Provide an exact reproduction of every entry.

## Data supplied
* Start *

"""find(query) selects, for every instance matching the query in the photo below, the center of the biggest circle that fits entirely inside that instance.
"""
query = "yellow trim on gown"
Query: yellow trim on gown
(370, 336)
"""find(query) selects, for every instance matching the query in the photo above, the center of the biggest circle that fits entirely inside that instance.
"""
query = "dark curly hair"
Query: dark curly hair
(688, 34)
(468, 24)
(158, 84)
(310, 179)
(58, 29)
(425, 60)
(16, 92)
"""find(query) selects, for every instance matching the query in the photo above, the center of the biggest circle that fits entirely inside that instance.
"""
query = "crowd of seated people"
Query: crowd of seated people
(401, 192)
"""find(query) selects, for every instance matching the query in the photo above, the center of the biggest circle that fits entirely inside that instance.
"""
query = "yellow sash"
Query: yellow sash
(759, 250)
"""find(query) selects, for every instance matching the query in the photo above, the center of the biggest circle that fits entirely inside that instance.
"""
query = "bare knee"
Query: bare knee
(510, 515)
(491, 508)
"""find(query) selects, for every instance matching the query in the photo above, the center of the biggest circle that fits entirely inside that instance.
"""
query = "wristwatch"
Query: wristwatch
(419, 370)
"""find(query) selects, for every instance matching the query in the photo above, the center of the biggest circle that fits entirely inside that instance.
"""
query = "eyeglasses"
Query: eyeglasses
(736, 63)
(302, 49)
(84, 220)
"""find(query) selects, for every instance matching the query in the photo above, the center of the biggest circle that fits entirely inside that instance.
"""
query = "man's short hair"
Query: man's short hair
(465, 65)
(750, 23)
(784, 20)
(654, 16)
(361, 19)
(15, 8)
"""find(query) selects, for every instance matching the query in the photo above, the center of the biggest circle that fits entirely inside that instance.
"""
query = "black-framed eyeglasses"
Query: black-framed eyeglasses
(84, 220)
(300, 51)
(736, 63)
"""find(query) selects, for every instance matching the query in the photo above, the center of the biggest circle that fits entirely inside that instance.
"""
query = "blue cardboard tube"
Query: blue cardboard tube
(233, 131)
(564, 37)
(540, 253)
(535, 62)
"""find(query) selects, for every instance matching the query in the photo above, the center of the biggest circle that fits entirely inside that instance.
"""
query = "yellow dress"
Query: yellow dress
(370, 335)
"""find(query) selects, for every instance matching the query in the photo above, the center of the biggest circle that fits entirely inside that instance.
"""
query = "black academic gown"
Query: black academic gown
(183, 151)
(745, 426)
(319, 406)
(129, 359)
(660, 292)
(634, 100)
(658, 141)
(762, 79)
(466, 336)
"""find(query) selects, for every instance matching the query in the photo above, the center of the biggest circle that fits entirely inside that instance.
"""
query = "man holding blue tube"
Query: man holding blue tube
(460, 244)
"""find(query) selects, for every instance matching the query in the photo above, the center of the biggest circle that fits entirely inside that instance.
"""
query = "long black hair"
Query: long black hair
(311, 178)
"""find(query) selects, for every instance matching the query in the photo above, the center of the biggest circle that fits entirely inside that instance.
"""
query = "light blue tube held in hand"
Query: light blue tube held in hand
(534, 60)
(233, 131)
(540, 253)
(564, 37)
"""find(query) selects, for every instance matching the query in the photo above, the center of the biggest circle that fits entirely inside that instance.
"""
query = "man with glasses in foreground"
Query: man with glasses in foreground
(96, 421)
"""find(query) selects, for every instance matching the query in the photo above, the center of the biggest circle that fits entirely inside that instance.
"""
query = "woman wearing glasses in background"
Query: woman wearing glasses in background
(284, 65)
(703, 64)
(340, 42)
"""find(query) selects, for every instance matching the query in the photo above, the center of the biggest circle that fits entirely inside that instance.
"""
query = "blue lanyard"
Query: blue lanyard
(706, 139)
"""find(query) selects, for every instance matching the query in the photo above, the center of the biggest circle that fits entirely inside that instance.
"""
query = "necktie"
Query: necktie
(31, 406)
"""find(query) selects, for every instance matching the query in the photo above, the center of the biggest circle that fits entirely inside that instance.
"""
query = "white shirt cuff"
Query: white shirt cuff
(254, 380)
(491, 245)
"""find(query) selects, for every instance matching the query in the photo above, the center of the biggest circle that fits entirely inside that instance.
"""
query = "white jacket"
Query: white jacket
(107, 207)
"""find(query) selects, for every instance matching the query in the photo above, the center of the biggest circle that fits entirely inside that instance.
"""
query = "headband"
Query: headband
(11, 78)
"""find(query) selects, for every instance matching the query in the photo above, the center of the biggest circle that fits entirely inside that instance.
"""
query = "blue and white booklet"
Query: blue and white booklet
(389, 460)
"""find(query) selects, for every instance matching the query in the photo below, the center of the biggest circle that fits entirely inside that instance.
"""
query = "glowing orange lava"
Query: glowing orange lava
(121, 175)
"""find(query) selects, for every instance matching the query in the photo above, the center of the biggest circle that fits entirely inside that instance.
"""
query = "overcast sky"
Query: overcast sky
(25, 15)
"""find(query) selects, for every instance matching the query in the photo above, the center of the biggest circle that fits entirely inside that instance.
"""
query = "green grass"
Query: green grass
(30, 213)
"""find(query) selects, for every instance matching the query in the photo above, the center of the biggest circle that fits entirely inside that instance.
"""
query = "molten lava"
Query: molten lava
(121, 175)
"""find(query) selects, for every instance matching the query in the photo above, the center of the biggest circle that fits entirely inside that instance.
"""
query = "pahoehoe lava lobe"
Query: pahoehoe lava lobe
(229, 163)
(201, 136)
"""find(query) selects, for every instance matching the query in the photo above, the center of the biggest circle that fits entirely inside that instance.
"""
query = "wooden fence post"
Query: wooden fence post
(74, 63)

* End *

## Result of this task
"""find(query) selects, for every instance matching the query in the photo below, the center of the biggest circle that fits entirely inside that instance.
"""
query = "yellow trim on gown"
Query: yellow trim on gown
(370, 336)
"""find(query) selects, for every instance matching the query in the photo above, the center of the biggest circle that fits entirely inside that instance.
"""
query = "dark curly hair"
Query: dark curly hair
(688, 34)
(468, 24)
(158, 84)
(310, 179)
(58, 29)
(425, 60)
(16, 92)
"""find(query) selects, for every instance matching the query in the photo above, the center of the biggest circle that fits entirely inside that instance.
"""
query = "crowd of seated people"
Query: crowd of seated people
(401, 192)
"""find(query) selects, for every instance matching the query in the photo above, the center of the biggest circle that fits entirely inside that instance.
"""
query = "yellow sash"
Query: yellow sash
(759, 250)
"""find(query) selects, for every instance matching the query in the photo above, the center of the biggest circle that fits entirely inside that instance.
"""
query = "bare knee"
Query: bare knee
(510, 515)
(491, 508)
"""find(query) selects, for every instance matching the query in the photo above, the center of the biggest circle that fits entirely inside that instance.
"""
query = "wristwatch"
Query: wristwatch
(419, 370)
"""find(query) selects, for every instance matching the query in the photo above, the center of the biggest circle that fits entirely inside that instance.
"""
query = "eyeglasses"
Query: eyeglasses
(736, 63)
(302, 49)
(84, 220)
"""find(query) selects, for every instance matching the query in the photo above, the center of the biggest circle that fits entirely inside that instance.
"""
query = "man's short hair"
Query: man's short hair
(465, 65)
(750, 23)
(784, 20)
(654, 16)
(361, 19)
(15, 8)
"""find(query) selects, for every instance matching the query in the photo above, the center of the biggest circle that fits entirely inside that instance.
"""
query = "black-framed eyeglasses"
Query: black-framed eyeglasses
(84, 220)
(300, 51)
(736, 63)
"""find(query) selects, for every instance matching the query in the photo above, the center of the biggest circle that fits entirely inside that instance.
"""
query = "blue cardboard tube"
Query: blue cardboard tube
(233, 131)
(564, 37)
(540, 253)
(535, 62)
"""find(query) selects, for every instance matching the query in the photo above, the center of the biggest circle that fits entirely inside that instance.
"""
query = "yellow dress"
Query: yellow dress
(370, 335)
"""find(query) selects, for every instance matching the query in the photo above, the center of the biggest circle that fits entirely inside that instance.
"""
query = "black academic gown"
Query: black academic gown
(183, 151)
(745, 426)
(319, 406)
(129, 359)
(660, 292)
(634, 100)
(658, 141)
(762, 79)
(466, 336)
"""find(query) selects, for every instance matching the query in the photo above, the center of the biggest circle that fits entirely inside that instance.
"""
query = "man holding blue tube"
Query: man holding blue tube
(460, 244)
"""find(query) selects, for every instance matching the query in the photo above, the center of the biggest circle that fits entirely inside that instance.
"""
query = "long black hair"
Query: long black hair
(311, 178)
"""find(query) selects, for every instance matching the query in the photo above, the center of the biggest circle that fits entirely inside that instance.
"""
query = "light blue tube held in hand"
Query: light blue tube held in hand
(534, 60)
(233, 131)
(540, 253)
(564, 37)
"""find(query) selects, for every instance matching the query in the photo above, the center of the biggest circle that fits entirely inside that instance.
"""
query = "man with glasses in foreground"
Query: man with glasses in foreground
(96, 421)
"""find(query) selects, for every instance matching the query in the photo above, the center of the biggest circle that fits entirely inside that instance.
"""
query = "woman wearing glasses in background"
Query: woman wearing glasses in background
(284, 65)
(703, 64)
(340, 42)
"""find(query) selects, for every instance matching the query in the photo above, the center of the biggest circle that fits entirely inside that instance.
"""
query = "blue lanyard"
Query: blue lanyard
(706, 139)
"""find(query) selects, for every instance matching the query in the photo above, the center of the biggest circle that fits entirely inside that instance.
"""
query = "necktie"
Query: necktie
(31, 406)
"""find(query) selects, for every instance matching the query in the photo above, the center of the biggest circle that fits entirely inside that instance.
"""
query = "white shirt cuff"
Query: white shirt cuff
(254, 380)
(491, 245)
"""find(query) selects, for every instance matching the query in the photo above, the center of the biggest circle that fits entirely inside that instance.
"""
query = "white jacket"
Query: white jacket
(107, 207)
"""find(query) selects, for every instance matching the query in the photo above, the center of the biggest circle that fits entirely inside that instance.
"""
query = "headband"
Query: headband
(11, 78)
"""find(query) selects, for every instance matching the query in the photo above, the center of the biggest circle that fits entirely inside that instance.
"""
query = "blue and white booklet"
Query: blue and white booklet
(389, 460)
"""find(query) selects, for every instance matching the query in the photo below, the center of the biggest circle that fits entirely inside that instance.
"""
query = "glowing orange lava"
Query: glowing orange lava
(121, 175)
"""find(query) selects, for every instance matching the query in the photo above, the center of the biggest circle that fits entirely inside that instance.
"""
query = "overcast sky"
Query: overcast sky
(25, 15)
"""find(query) selects, for every instance matching the query in the photo above, the center of the biggest circle that fits entirely inside that instance.
"""
query = "green grass"
Query: green grass
(30, 213)
"""find(query) selects, for every instance matching the query in the photo above, the center of the biggest circle that fits entirely inside that instance.
"""
query = "molten lava"
Query: molten lava
(121, 175)
"""find(query) selects, for every instance matching the query in the photo above, the center of the biggest circle that fits entirely inside that instance.
"""
query = "pahoehoe lava lobe"
Query: pahoehoe lava lobe
(229, 163)
(201, 136)
"""find(query) selects, for every instance matching the query in the photo above, the center of the biggest circle that fits entirely inside that instance.
"""
query = "wooden fence post"
Query: wooden fence post
(74, 63)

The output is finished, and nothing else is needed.